===== Page extract =====
The German approach to interim injunctions in privacy and defamation disputes is considered to be relatively claimant friendly but the courts' liberal granting of injunctions has recently come under pressure.

February 2019

When it comes to disputes over defamatory statements or breach of an individual's right to privacy, a claimant looking to prevent initial or further publication of allegedly infringing statements will need to act quickly to prevent irreversible reputational damage.

Different jurisdictions have developed diverging approaches to providing swift legal procedures which allow individuals to protect themselves and enforce their rights, while balancing the interests of defendants. German law provides an interesting approach because it allows for unilateral proceedings by the claimant and the granting of ex-parte decisions against defendants. While this system has come under some pressure from the point of view of constitutional law, at least until very recently, the courts have liberally granted injunctions against defendants without their involvement. In combination with the ability of claimants to choose the forum of a dispute (within fairly wide parameters), the German system has been widely perceived as comparatively claimant friendly.

Scope of protection in Germany

The scope of protection afforded by German law to individuals against violations of their privacy as well as defamatory statements is reasonably wide. When assessing an allegedly unlawful statement, a German court will distinguish between statements of fact and opinion. A statement of fact (ie a statement whose accuracy can be subject to confirmation by means of evidence) can generally only be prohibited if it is untruthful. Statements of opinion are covered by constitutional protection of freedom of speech and can only be legally restricted if they are defamatory to a degree which would be unjustifiable even in the context of a strongly worded dispute. The threshold applied by the courts is fairly high, but formal insults will, for example, be prohibited.

Applying for an interim injunction

A successful application for an injunction relies on more than the claimant being entitled to injunctive relief in principle because his personality or privacy rights have been infringed. Similar to the "irreparable harm" test in common law jurisdictions, the claimant's interest in obtaining the injunction must outweigh the defendant’s interest in the continued publication of the statement or information. In practice, this is not a major obstacle to obtaining an injunction in Germany. A German court will consider the legal merits of the claim in full. If it comes to the conclusion that the statement is defamatory, the defendant will not generally have a legitimate interest in publication and the injunction will be granted.
===== Given data =====
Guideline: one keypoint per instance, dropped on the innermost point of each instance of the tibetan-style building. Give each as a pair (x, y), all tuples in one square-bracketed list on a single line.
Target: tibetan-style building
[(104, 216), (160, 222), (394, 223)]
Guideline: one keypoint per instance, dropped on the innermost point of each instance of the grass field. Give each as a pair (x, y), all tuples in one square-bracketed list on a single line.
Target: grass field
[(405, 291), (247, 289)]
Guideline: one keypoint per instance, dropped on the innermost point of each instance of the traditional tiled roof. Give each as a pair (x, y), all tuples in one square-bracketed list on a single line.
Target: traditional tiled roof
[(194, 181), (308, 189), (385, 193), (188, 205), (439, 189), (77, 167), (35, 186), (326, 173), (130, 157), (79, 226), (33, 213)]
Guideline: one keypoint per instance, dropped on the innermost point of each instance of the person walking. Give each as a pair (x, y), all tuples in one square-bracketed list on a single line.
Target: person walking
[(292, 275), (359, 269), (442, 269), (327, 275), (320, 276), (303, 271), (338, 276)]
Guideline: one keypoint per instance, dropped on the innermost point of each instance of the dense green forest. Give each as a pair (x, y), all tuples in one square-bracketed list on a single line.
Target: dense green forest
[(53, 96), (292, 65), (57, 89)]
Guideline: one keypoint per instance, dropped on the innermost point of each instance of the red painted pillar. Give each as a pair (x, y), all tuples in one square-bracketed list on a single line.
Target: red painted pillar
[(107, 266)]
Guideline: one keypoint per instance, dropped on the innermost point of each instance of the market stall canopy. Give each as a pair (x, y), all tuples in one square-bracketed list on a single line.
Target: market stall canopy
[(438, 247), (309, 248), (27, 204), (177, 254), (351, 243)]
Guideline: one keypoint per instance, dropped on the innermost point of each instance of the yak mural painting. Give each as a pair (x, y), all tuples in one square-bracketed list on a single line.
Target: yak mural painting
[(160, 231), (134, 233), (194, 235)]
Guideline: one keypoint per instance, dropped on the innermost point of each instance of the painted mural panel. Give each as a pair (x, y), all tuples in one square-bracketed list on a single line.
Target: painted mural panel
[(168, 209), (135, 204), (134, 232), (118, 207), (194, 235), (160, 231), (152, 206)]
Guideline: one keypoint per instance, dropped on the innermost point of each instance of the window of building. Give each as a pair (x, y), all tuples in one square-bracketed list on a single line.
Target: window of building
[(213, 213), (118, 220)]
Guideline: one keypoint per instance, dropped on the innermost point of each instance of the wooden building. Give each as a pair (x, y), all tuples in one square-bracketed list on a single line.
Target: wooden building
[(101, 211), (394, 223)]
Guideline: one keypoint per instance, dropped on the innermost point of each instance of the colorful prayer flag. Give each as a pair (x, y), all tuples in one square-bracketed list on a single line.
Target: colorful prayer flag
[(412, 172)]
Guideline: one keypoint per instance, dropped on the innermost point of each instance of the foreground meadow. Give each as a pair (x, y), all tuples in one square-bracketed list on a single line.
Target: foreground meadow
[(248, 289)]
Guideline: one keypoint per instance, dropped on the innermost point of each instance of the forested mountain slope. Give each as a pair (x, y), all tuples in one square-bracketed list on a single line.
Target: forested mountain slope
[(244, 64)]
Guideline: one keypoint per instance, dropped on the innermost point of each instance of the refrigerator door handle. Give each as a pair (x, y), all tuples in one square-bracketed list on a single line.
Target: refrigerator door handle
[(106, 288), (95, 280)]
=====
Transcribe the entire German interim injunctions article, reproducing every word and line break without alteration.

Solution to this task:
The German approach to interim injunctions in privacy and defamation disputes is considered to be relatively claimant friendly but the courts' liberal granting of injunctions has recently come under pressure.

February 2019

When it comes to disputes over defamatory statements or breach of an individual's right to privacy, a claimant looking to prevent initial or further publication of allegedly infringing statements will need to act quickly to prevent irreversible reputational damage.

Different jurisdictions have developed diverging approaches to providing swift legal procedures which allow individuals to protect themselves and enforce their rights, while balancing the interests of defendants. German law provides an interesting approach because it allows for unilateral proceedings by the claimant and the granting of ex-parte decisions against defendants. While this system has come under some pressure from the point of view of constitutional law, at least until very recently, the courts have liberally granted injunctions against defendants without their involvement. In combination with the ability of claimants to choose the forum of a dispute (within fairly wide parameters), the German system has been widely perceived as comparatively claimant friendly.

Scope of protection in Germany

The scope of protection afforded by German law to individuals against violations of their privacy as well as defamatory statements is reasonably wide. When assessing an allegedly unlawful statement, a German court will distinguish between statements of fact and opinion. A statement of fact (ie a statement whose accuracy can be subject to confirmation by means of evidence) can generally only be prohibited if it is untruthful. Statements of opinion are covered by constitutional protection of freedom of speech and can only be legally restricted if they are defamatory to a degree which would be unjustifiable even in the context of a strongly worded dispute. The threshold applied by the courts is fairly high, but formal insults will, for example, be prohibited.

Applying for an interim injunction

A successful application for an injunction relies on more than the claimant being entitled to injunctive relief in principle because his personality or privacy rights have been infringed. Similar to the "irreparable harm" test in common law jurisdictions, the claimant's interest in obtaining the injunction must outweigh the defendant’s interest in the continued publication of the statement or information. In practice, this is not a major obstacle to obtaining an injunction in Germany. A German court will consider the legal merits of the claim in full. If it comes to the conclusion that the statement is defamatory, the defendant will not generally have a legitimate interest in publication and the injunction will be granted.